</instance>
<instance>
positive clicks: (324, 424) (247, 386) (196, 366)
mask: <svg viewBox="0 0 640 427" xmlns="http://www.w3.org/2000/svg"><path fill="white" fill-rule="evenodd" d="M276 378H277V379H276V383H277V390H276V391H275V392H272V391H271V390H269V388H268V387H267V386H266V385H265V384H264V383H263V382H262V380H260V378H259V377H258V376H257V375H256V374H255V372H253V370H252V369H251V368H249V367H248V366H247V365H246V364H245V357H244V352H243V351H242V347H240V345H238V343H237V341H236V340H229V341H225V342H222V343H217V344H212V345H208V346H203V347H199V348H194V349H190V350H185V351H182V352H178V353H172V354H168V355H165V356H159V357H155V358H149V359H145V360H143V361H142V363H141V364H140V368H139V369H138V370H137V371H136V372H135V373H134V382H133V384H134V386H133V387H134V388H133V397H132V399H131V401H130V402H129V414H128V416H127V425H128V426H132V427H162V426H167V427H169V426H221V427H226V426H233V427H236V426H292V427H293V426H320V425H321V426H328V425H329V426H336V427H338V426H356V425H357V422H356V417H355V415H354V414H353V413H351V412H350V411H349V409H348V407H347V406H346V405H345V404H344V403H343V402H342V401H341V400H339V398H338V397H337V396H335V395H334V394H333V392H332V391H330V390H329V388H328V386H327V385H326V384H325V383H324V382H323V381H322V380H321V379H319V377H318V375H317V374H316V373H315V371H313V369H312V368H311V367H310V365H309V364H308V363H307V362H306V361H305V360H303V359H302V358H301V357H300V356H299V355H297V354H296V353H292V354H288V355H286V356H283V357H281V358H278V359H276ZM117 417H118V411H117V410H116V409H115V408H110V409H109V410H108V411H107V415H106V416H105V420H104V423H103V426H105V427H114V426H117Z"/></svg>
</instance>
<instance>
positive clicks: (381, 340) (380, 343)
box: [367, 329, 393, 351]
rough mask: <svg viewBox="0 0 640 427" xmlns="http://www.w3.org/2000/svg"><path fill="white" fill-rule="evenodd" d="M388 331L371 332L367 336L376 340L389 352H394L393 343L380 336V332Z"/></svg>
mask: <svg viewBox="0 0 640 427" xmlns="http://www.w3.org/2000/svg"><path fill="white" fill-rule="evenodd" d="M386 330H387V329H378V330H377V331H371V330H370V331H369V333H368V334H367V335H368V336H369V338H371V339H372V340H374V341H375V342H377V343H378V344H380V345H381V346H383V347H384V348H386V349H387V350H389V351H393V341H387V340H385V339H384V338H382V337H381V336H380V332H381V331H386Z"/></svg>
________________________
## What the task asks:
Starting at the beginning of the records and ending at the line that contains "box: [367, 329, 393, 351]", rewrite those lines with "positive clicks" changed to "foreground clicks" and nothing else altered.

## Result for this exercise:
</instance>
<instance>
foreground clicks: (324, 424) (247, 386) (196, 366)
mask: <svg viewBox="0 0 640 427" xmlns="http://www.w3.org/2000/svg"><path fill="white" fill-rule="evenodd" d="M276 378H277V379H276V383H277V390H276V391H275V392H272V391H271V390H269V388H268V387H267V386H266V385H265V384H264V383H263V382H262V380H260V378H259V377H258V376H257V375H256V374H255V372H253V370H252V369H251V368H249V367H248V366H247V365H246V364H245V357H244V352H243V351H242V347H240V345H238V343H237V341H236V340H229V341H225V342H222V343H217V344H212V345H208V346H203V347H199V348H194V349H190V350H185V351H182V352H178V353H172V354H168V355H165V356H159V357H155V358H149V359H145V360H143V361H142V363H141V364H140V368H139V369H138V370H137V371H136V372H135V373H134V382H133V384H134V386H133V387H134V388H133V397H132V399H131V401H130V402H129V414H128V416H127V425H128V426H132V427H162V426H167V427H169V426H221V427H226V426H233V427H236V426H292V427H293V426H320V425H321V426H328V425H329V426H336V427H338V426H356V425H357V422H356V417H355V415H354V414H353V413H351V412H350V411H349V409H348V407H347V406H346V405H345V404H344V403H343V402H342V401H341V400H339V398H338V397H337V396H335V395H334V394H333V392H332V391H330V390H329V388H328V386H327V385H326V384H325V383H324V382H323V381H322V380H321V379H319V377H318V375H317V374H316V373H315V371H313V369H312V368H311V367H310V365H309V364H308V363H307V362H306V361H305V360H303V359H302V358H301V357H300V356H299V355H297V354H296V353H292V354H288V355H286V356H283V357H281V358H278V359H276ZM117 417H118V411H117V410H116V409H115V408H110V409H109V410H108V411H107V415H106V416H105V420H104V423H103V426H105V427H114V426H117Z"/></svg>
</instance>
<instance>
foreground clicks: (381, 340) (380, 343)
box: [367, 329, 393, 351]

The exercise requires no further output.